▶ **Work required**: Extract all of the entries and set them down verbatim.

▶ **Data supplied**:
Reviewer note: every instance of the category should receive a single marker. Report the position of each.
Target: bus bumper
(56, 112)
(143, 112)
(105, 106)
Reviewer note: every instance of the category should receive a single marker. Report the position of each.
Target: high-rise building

▶ **Solution**:
Reviewer note: every instance of the category should receive a single marker. Report the position of each.
Target: bus bumper
(56, 112)
(143, 112)
(105, 106)
Reviewer note: every instance of the category should receive a single marker. Report the position of each.
Target: high-rise building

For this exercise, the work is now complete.